* **Recorded information**
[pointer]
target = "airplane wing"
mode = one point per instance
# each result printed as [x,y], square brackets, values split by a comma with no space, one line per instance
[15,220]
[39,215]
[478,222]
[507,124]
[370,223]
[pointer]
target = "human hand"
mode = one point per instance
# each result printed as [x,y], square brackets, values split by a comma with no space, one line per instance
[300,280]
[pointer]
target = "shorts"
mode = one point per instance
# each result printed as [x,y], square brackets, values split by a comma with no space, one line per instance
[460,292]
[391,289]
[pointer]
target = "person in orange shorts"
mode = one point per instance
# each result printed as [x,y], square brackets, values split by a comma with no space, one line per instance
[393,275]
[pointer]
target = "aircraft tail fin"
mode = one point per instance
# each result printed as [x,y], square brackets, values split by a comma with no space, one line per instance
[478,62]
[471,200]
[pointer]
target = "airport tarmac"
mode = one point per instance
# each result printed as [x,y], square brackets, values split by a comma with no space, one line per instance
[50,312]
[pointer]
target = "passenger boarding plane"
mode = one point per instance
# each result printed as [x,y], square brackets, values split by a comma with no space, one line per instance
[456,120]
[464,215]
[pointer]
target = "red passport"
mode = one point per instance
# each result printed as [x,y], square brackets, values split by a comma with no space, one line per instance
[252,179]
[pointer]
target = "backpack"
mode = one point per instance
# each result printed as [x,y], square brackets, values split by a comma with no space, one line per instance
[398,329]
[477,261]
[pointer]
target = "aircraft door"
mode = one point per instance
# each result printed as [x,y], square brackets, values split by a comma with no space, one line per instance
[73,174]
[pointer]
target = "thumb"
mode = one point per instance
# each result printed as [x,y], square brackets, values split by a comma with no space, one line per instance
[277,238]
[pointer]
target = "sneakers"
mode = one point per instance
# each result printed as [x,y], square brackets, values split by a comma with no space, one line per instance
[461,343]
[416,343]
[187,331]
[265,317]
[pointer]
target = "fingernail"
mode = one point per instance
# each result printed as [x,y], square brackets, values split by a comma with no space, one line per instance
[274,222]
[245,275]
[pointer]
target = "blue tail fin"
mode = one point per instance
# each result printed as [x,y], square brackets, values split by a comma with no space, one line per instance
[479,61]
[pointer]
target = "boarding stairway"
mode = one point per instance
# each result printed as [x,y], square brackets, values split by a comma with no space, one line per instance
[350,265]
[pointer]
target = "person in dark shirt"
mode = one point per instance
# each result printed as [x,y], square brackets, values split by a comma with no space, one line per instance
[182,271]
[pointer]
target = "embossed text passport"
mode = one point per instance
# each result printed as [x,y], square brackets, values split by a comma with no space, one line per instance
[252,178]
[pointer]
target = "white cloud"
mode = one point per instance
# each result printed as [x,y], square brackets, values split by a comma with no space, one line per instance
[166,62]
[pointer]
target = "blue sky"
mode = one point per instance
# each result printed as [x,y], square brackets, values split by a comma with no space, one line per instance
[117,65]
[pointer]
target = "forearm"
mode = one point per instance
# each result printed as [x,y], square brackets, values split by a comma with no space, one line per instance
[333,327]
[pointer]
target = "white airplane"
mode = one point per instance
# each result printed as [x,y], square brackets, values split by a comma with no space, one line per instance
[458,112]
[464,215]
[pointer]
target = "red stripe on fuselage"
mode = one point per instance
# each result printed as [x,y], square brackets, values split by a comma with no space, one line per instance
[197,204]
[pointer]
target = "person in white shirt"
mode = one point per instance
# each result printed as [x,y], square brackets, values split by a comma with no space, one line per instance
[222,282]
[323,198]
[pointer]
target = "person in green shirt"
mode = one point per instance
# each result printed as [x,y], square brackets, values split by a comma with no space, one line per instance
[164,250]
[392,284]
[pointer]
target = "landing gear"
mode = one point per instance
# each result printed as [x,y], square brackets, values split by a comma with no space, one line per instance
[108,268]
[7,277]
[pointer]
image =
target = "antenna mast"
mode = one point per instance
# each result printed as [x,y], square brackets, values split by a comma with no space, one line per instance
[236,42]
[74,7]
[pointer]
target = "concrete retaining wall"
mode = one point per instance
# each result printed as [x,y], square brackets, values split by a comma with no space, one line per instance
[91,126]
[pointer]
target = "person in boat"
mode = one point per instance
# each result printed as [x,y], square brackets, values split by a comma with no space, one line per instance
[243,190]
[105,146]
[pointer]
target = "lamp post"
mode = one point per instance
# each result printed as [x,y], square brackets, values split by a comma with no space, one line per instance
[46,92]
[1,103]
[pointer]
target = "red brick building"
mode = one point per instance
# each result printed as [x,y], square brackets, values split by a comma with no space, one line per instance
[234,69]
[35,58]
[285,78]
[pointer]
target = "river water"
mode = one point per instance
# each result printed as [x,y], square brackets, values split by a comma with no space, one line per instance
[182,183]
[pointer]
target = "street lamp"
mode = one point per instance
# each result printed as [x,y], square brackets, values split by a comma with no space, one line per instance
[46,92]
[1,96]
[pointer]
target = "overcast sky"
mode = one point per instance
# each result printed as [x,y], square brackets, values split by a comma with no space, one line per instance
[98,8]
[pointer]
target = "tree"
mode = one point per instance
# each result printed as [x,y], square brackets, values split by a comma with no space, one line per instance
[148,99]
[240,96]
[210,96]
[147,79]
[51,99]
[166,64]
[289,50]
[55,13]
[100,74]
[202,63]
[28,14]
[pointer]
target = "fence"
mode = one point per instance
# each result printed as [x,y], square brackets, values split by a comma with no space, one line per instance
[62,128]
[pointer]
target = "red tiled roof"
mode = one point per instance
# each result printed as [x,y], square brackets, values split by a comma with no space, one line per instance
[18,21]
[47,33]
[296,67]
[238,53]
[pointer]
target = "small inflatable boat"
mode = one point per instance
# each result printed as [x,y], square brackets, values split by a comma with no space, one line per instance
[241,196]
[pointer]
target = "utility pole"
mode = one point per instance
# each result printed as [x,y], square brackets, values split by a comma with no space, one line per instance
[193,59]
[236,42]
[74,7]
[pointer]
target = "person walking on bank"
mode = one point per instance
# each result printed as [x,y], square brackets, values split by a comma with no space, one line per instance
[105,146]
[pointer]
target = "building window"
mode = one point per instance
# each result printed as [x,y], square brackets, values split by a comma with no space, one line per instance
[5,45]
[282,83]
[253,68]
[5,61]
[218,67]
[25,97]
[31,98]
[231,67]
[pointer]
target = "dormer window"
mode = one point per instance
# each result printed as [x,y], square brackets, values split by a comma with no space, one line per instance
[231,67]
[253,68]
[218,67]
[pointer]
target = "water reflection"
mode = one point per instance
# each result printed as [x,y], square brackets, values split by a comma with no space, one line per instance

* **Task to carry out**
Every record above needs to be repeated word for word.

* **Response to the exercise**
[pointer]
target = "airplane wing"
mode = one point per instance
# each result printed as [x,y], square brackets, values split by a comma with no space, one line per instance
[15,220]
[39,215]
[478,222]
[507,124]
[370,223]
[pointer]
target = "human hand"
mode = one point per instance
# each result printed as [x,y], square brackets, values split by a comma with no space, one line per instance
[300,280]
[pointer]
target = "shorts"
mode = one point per instance
# each result printed as [x,y], square brackets, values split by a comma with no space, one line per instance
[460,292]
[391,289]
[pointer]
target = "person in orange shorts"
mode = one point per instance
# each result printed as [x,y], square brackets, values split by a comma with no space, one line per instance
[393,275]
[pointer]
target = "aircraft tail fin"
mode = one point per instance
# each result printed as [x,y], square brackets, values split by a comma with no space, one line per instance
[478,62]
[471,200]
[pointer]
target = "airport tarmac"
mode = one point per instance
# each result printed as [x,y], square brackets, values split by a comma with no space, one line per instance
[50,312]
[pointer]
target = "passenger boarding plane"
mode = one point per instance
# each result printed as [x,y], square brackets, values split by a comma with no space, one line per instance
[456,120]
[464,215]
[pointer]
target = "red passport"
mode = one point per instance
# each result printed as [x,y], square brackets, values split by a comma with no space, one line per instance
[252,179]
[pointer]
target = "backpack"
mode = one point per instance
# each result printed as [x,y], square brackets, values split by a comma with no space, one line per instance
[398,329]
[477,261]
[pointer]
target = "aircraft door"
mode = one point per instance
# each result printed as [x,y], square brackets, values split by a comma with no space, one line per instance
[73,174]
[pointer]
target = "thumb"
mode = one point per instance
# each result printed as [x,y], square brackets, values split by a comma with no space, one line per instance
[277,238]
[pointer]
target = "sneakers"
mode = one point per instance
# each result printed as [x,y], square brackets, values split by a comma with no space, one line per instance
[461,343]
[416,343]
[187,331]
[265,317]
[pointer]
target = "fingernail"
mode = one point per instance
# each result printed as [x,y], square brackets, values split by a comma with no space, one line per instance
[274,222]
[245,275]
[pointer]
target = "blue tail fin"
mode = one point per instance
# each result printed as [x,y], square brackets, values split by a comma with no space, one line per instance
[479,61]
[pointer]
target = "boarding stairway"
mode = one point per instance
# each result printed as [x,y], square brackets, values split by a comma with no space, one line per instance
[350,265]
[pointer]
target = "person in dark shirt"
mode = one point per instance
# each result printed as [x,y], square brackets, values split by a comma with no space, one line per instance
[182,271]
[pointer]
target = "embossed text passport"
mode = one point per instance
# each result printed as [x,y], square brackets, values split by a comma with no space, one line per instance
[252,178]
[pointer]
target = "white cloud"
mode = one point per instance
# each result printed as [x,y], square brackets, values split by a comma with no space, one line per instance
[166,62]
[pointer]
target = "blue sky"
mode = one point per instance
# each result printed as [x,y], square brackets, values split by a comma with no space, one line per instance
[117,65]
[pointer]
target = "forearm"
mode = one point per instance
# each result printed as [x,y], square brackets, values split by a comma with no space, one line per instance
[333,327]
[pointer]
target = "white airplane"
mode = one point per instance
# each result printed as [x,y], square brackets, values split by a comma with no space, one line per instance
[458,112]
[464,215]
[pointer]
target = "red stripe on fuselage"
mode = one point per instance
# each result printed as [x,y], square brackets, values split by a comma with no space, one line per instance
[197,204]
[pointer]
target = "person in white shirt"
mode = one point per instance
# each result printed as [x,y], square brackets, values split by a comma with no space, one line per instance
[222,282]
[323,198]
[pointer]
target = "person in green shirt"
mode = one point per instance
# each result printed as [x,y], square brackets, values split by a comma with no space, one line per instance
[164,250]
[392,284]
[pointer]
target = "landing gear"
mode = one point per instance
# each result printed as [x,y], square brackets, values split by a comma with no space, one line per instance
[108,268]
[7,277]
[pointer]
image =
target = "antenna mast"
mode = one point per instance
# each result printed as [x,y], square brackets, values split by a comma with no space, one line per instance
[236,42]
[74,7]
[pointer]
target = "concrete retaining wall"
mode = one point per instance
# each result printed as [x,y], square brackets, values split by a comma with no space, one line per instance
[91,126]
[pointer]
target = "person in boat"
mode = one point per instance
# each result printed as [x,y], square brackets, values split by a comma with no space, one line per instance
[243,190]
[105,146]
[pointer]
target = "lamp post"
mode = one point per instance
# each result printed as [x,y], square brackets, values split by a comma with no space, one line per instance
[46,92]
[1,103]
[pointer]
target = "red brick building"
mode = one point per instance
# each result printed as [x,y], square brackets, values split by a comma with no space, one line per instance
[234,69]
[35,58]
[285,78]
[pointer]
target = "river water"
mode = one point per instance
# each result printed as [x,y], square brackets, values split by a comma with no space, one line per instance
[182,183]
[pointer]
target = "street lamp"
mode = one point per instance
# each result printed as [x,y], square brackets, values split by a comma with no space, one line per instance
[46,92]
[1,96]
[pointer]
target = "overcast sky"
mode = one point per instance
# each result printed as [x,y], square brackets, values split by a comma with no space, one line per instance
[98,8]
[pointer]
target = "tree"
mode = one point per instance
# each result printed as [x,y], square brackets, values split by a comma with no space, one line per instance
[148,99]
[240,96]
[210,96]
[147,79]
[51,99]
[166,64]
[289,50]
[55,13]
[100,74]
[202,63]
[28,14]
[pointer]
target = "fence"
mode = one point per instance
# each result printed as [x,y], square brackets, values split by a comma with no space, one line per instance
[62,128]
[pointer]
target = "red tiled roof"
mode = one point per instance
# each result printed as [x,y], square brackets, values split by a comma with no space, one line per instance
[18,21]
[47,33]
[296,67]
[238,53]
[pointer]
target = "small inflatable boat"
mode = one point per instance
# each result printed as [x,y], square brackets, values split by a comma with no space, one line per instance
[241,196]
[pointer]
target = "utility pole"
mode = one point per instance
# each result printed as [x,y], square brackets, values split by a comma with no space, one line per instance
[193,59]
[236,42]
[74,7]
[pointer]
target = "person walking on bank"
mode = one point per instance
# each result printed as [x,y], square brackets, values split by a comma with no space, one line per instance
[105,146]
[pointer]
target = "building window"
mode = one point per instance
# each result printed as [x,y], square brackets, values split by a comma with no space, one line per instance
[5,45]
[282,83]
[253,68]
[5,61]
[218,67]
[25,97]
[31,98]
[231,67]
[pointer]
target = "dormer window"
mode = one point per instance
# each result printed as [x,y], square brackets, values split by a comma with no space, one line per instance
[231,67]
[253,68]
[218,67]
[pointer]
target = "water reflection"
mode = one point per instance
# each result printed as [x,y], square brackets, values split by a comma with no space, one line per instance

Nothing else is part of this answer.